## Trecho original
O fortalecimento do movimento de mulheres, que nos últimos anos passou a denunciar cada vez mais a cultura do estupro e a violência de gênero, foi o que a motivou a mergulhar nessa investigação. Ela espera que o livro contribua para o debate e sirva como um legado para que a geração de sua filha, hoje com 14 anos, viva em um futuro onde as mulheres “possam se desenvolver e crescer sem ter esse medo constante.”
“Me deixou muito triste constatar que o estupro é o único crime em que as vítimas é que sentem vergonha. As pessoas que sofrem violência sexual têm vergonha de falar, como se elas que tivessem cometido um crime. Eu conto no livro um episódio que aconteceu comigo no transporte público, e mesmo esse episódio sendo relativamente bobo perto de tantas histórias horrorosas, eu fiquei super constrangida de contar”, diz Araújo, afirmando que levou meses para decidir se compartilharia ou não a sua vivência no livro.
“Foi um grande dilema. Durante meses, pensei se me mantinha apenas como jornalista observadora ou se me expunha e até que ponto eu me expunha. Até que cheguei a conclusão que precisava me expor para as pessoas não acharem que eu falava de um ponto de vista de alguém que nunca sofreu nada parecido e não consegue entender o que é. Escolhi essa história por pensar que é a mais corriqueira. Toda mulher que usa transporte público já passou por alguma situação assim”, conta a jornalista, se referindo ao episódio relatado no livro, sobre o dia em que acordou de um cochilo dentro de um ônibus no Rio de Janeiro com as mãos de um homem desconhecido nas suas coxas.
A culpa nunca é da vítima
Algo que surpreendeu a jornalista durante a apuração foi o fato de que muitas sobreviventes de violência sexual que tinham denunciado os crimes não sentiam raiva ou rancor de seus agressores, mas sim de representantes das instituições públicas que em algum momento as culpabilizaram pela agressão que sofreram.
“Me chamou a atenção ver como as vítimas que prestam queixa têm geralmente uma mágoa muito maior das instituições que não as acolheram bem do que do próprio estuprador”, conta.

## Seção de dados
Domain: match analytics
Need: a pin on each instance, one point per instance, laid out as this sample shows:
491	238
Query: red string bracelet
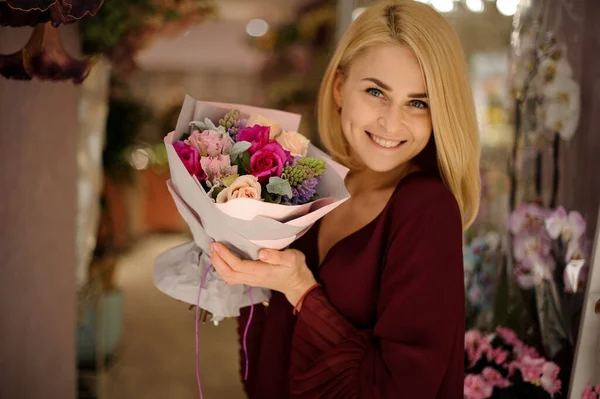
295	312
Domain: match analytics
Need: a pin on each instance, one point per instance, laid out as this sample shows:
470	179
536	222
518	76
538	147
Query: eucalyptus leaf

...

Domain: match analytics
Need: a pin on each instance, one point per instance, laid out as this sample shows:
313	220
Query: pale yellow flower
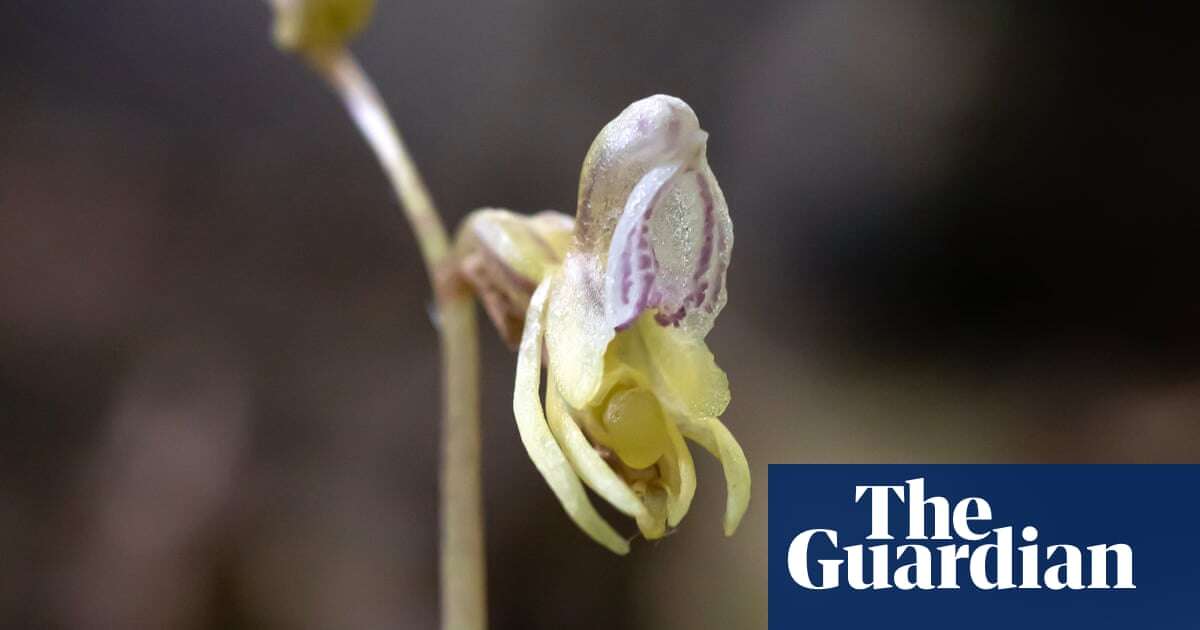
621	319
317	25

## Sua tarefa
Copie do trecho sobre violência sexual a parte que abre com as palavras "A culpa nunca" e fecha com "agressão que sofreram.".

## Resposta da tarefa
A culpa nunca é da vítima
Algo que surpreendeu a jornalista durante a apuração foi o fato de que muitas sobreviventes de violência sexual que tinham denunciado os crimes não sentiam raiva ou rancor de seus agressores, mas sim de representantes das instituições públicas que em algum momento as culpabilizaram pela agressão que sofreram.